*Aim of the task*.
Copy each line in the data below that contains the word "person".

*Information given*.
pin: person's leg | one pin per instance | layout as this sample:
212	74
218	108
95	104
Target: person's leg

*Solution below*.
pin: person's leg | one pin per instance | layout as this sample:
Target: person's leg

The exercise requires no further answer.